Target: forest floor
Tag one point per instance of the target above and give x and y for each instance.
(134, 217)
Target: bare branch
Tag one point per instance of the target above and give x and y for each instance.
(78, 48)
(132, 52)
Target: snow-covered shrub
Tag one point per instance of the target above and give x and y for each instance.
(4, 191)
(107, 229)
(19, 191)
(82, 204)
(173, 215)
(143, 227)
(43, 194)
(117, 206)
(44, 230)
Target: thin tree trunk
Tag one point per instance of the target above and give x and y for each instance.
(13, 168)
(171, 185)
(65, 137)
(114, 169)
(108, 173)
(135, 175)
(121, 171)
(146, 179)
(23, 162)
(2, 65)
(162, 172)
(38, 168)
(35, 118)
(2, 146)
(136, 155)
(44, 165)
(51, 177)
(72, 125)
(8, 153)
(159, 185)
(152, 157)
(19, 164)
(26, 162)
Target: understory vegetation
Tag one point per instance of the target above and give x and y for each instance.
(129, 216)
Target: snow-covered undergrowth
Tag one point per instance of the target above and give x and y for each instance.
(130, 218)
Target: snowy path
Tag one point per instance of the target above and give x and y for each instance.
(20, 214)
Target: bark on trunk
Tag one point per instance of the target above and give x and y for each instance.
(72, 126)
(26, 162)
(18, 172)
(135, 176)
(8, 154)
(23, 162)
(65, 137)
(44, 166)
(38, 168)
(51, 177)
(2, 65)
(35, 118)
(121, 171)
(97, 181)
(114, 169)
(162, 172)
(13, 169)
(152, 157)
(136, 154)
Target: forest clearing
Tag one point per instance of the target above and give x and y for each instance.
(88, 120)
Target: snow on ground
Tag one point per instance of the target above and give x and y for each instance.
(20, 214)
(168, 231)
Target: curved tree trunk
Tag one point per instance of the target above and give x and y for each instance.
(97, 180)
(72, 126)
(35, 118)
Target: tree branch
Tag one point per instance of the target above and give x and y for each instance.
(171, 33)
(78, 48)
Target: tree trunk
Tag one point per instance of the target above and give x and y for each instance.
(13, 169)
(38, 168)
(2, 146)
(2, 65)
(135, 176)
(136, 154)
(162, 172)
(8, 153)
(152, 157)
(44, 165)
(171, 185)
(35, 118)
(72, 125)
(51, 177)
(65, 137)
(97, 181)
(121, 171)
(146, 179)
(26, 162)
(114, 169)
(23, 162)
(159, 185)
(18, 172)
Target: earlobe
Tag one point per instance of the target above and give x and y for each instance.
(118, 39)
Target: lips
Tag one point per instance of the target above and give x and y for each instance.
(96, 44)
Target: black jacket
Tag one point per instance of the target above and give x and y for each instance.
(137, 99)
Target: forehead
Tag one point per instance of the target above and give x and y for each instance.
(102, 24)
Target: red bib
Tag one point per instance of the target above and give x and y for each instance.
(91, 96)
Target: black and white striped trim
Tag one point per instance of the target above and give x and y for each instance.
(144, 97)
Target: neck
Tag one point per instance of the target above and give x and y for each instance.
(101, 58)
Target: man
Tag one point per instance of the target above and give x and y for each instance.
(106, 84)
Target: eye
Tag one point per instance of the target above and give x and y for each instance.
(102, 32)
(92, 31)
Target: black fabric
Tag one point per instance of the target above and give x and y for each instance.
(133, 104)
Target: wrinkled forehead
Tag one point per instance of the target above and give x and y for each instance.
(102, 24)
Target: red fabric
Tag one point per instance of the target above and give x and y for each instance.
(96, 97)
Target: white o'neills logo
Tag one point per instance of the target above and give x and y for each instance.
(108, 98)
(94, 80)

++++++++++

Starting with the first line of the records, repeat every line up to and including the one containing "Target: thin tree trunk", and nothing else.

» **Task result**:
Target: forest floor
Tag one point per instance of the target above and give x and y for each instance.
(134, 217)
Target: bare branch
Tag one point per instance of the target above and give x and y for each instance.
(78, 48)
(132, 52)
Target: snow-covered shrub
Tag one point per instance of the target above and give x and y for each instance.
(4, 191)
(107, 229)
(19, 191)
(82, 204)
(173, 215)
(143, 227)
(43, 194)
(117, 206)
(44, 230)
Target: thin tree trunk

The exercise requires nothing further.